··· Raw records

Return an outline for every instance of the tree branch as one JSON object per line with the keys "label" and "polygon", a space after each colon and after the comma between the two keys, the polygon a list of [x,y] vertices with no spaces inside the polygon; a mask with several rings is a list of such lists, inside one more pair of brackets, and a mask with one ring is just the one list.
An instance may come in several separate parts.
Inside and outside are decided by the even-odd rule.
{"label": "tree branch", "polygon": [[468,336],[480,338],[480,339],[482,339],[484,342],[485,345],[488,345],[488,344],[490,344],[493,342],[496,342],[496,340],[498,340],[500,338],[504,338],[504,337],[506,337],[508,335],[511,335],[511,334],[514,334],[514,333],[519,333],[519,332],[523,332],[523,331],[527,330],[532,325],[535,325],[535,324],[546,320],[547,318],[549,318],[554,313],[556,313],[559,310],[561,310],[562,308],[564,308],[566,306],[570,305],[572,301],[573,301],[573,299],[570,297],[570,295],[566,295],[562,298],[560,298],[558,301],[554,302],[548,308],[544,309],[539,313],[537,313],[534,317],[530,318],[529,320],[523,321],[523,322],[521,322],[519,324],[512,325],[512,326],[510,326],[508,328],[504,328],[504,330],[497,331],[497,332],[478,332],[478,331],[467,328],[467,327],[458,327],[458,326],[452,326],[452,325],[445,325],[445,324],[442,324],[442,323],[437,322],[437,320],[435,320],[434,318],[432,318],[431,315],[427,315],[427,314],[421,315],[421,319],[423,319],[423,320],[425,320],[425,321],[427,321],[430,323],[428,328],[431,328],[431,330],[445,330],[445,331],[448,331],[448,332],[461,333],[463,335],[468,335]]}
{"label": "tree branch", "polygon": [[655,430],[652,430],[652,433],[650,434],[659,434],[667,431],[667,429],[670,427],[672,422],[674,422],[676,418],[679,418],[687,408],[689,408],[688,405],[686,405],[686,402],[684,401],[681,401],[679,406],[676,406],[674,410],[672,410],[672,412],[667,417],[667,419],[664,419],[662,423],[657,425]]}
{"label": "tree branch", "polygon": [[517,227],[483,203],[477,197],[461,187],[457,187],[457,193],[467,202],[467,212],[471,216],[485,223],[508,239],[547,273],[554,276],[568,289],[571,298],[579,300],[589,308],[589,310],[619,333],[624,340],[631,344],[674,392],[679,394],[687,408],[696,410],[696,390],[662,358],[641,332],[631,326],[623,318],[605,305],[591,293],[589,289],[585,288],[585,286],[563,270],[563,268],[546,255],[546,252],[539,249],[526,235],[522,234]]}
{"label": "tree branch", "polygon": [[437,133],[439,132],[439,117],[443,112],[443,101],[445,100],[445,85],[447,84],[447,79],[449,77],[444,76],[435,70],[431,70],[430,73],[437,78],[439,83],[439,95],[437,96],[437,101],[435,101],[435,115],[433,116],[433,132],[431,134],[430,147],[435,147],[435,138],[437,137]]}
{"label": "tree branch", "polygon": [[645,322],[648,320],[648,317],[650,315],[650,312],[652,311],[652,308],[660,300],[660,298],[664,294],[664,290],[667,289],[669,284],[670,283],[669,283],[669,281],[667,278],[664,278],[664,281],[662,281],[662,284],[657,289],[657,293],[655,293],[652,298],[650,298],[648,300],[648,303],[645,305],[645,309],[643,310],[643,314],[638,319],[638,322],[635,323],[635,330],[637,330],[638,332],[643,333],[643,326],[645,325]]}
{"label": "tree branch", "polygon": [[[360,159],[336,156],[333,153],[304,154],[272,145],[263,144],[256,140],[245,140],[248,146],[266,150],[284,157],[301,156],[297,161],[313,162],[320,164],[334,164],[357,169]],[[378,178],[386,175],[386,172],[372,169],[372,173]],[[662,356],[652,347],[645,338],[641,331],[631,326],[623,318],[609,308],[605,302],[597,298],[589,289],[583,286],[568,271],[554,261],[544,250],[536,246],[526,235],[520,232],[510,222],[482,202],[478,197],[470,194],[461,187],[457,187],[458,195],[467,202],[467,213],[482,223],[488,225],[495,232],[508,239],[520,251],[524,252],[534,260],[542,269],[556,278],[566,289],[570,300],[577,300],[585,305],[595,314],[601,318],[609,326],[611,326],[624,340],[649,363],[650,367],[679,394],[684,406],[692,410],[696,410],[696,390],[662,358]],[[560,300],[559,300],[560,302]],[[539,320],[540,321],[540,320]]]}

······

-- Set exercise --
Reproduce the material verbatim, from its first line down to and including the line that contains "Inside and outside".

-- Answer for this exercise --
Return an outline for every instance of the tree branch as one JSON object per line with the keys "label" and "polygon", a space after each colon and after the comma between the two keys, the polygon a list of [x,y] vertices with no spaces inside the polygon; a mask with several rings is a list of such lists, inside one more pair of brackets, and a mask with one ring is just the one list.
An instance may come in several separate parts.
Inside and outside are decided by the even-odd rule.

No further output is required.